BEGIN READING TEXT

Monthly Archives: March 2018

Free Organic Gardening Book: How To Grow Onions

Organic onions are easy to grow.

Organic onions & beets enjoying summer.

In my early gardening years, way back in the dark ages when I had a stick and some dirt, I never, ever considered raising onions in my garden.

I didn’t use a lot of onions in my cooking, well to be honest, I didn’t cook much, either.  I was a road warrior and spent most of my life in a plane, on a train or riding in a limo.  There was no dirt under my nails, no canning jars in my pantry and no garden in my back yard.

Besides, my Mom never raised onions or garlic.  But then, my Mom wasn’t married to an Italian.  So when I traded in all my gold credit cards and came home to life on the homestead, I decided to give onions a try.

Getting Onions In The Ground
My first experience with raising them was hilarious. I decided to start them from seed.  One cold and windy day in early March, I went out, worked the soil loose with my hand rake and spread seeds.  I was a little liberal with the amount of seed I put down but I’d never done it before. 

Onion seed is small and dark and disappears right into the soil.  I covered what I thought were the seeds with a tiny bit of soil, covered the bed with a fence section and a sheet, went back inside to thaw out and promptly forgot I’d planted onion seed.

END READING TEXT

PROBLEMS TO SOLVE >>
- a) In the onion-growing text, what tool did the writer use to work the soil loose before spreading the seeds?
- b) Write the next part of the onion-growing text, picking up after its last sentence.

BEGIN SUPPLIED MATERIAL

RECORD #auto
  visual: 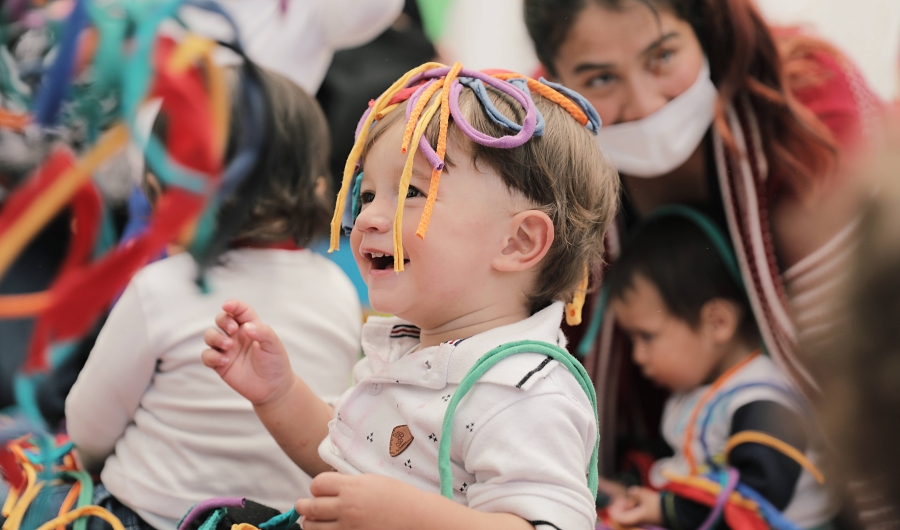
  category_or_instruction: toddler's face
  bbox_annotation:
[350,122,518,329]
[610,274,719,392]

END SUPPLIED MATERIAL

THE REPLIES >>
- a) A hand rake.

- b)
Four weeks later, in the middle of April. I was preparing a bed for beets.  There is no finesse involved in prepping and planting these babies and the seeds are so big, I didn’t need my glasses, I thought.

I knelt down by the bed and was stunned to see a ton of baby grass growing in the bed.  I grabbed handfuls and began madly tearing out what I thought were seeds.  About 3 minutes later I froze; I was tearing up baby onions! I tend to use sets, now.

Seed or Sets
Raising onions from seed is easy as long as you remember that you planted it and don’t rip it out, willy nilly.  Once the seeds sprout and the onion babies get to be 3 inches high, all you have to do is thin and transplant them using the same technique I use for baby beets.

Raising onions from sets is even easier but your choices are limited to what your favorite, organic seed company is growing.

Growing organic onions is easy

Organic onions love sun and good soil.

I prefer red onions so I usually end up with Stuttgart or Candy Red.  Both are good tasting, sweet onions but only the Stuttgart is a long keeper.

FYI onions like cool weather so you can put seed  or sets in the ground as soon as you can work the soil in the spring.  If you’re going for sets, the best time to order your sets is early.  If you don’t order early, you may not get the varieties you want.  Raising onions in the backyard, especially organic onions, is getting more popular and nurseries run out of sets pretty early.

White, Red or Yellow
Onions come in quite a few colors – that would be your first choice.  They also come in long day, short day and intermediate.  Clearly, the names refer to how long the onions take to mature.  And picking the right onion for your zone and growing season is important to how well the onions grow and how big and healthy they are. 

Like many plants, onions grow roots and leaves first then begin to form bulbs but only when daylight hours reach a particular length.  Onions are what’s known as “photoperiodic.”  That means they regulate their growth by the duration of light and dark at the time of year they are growing.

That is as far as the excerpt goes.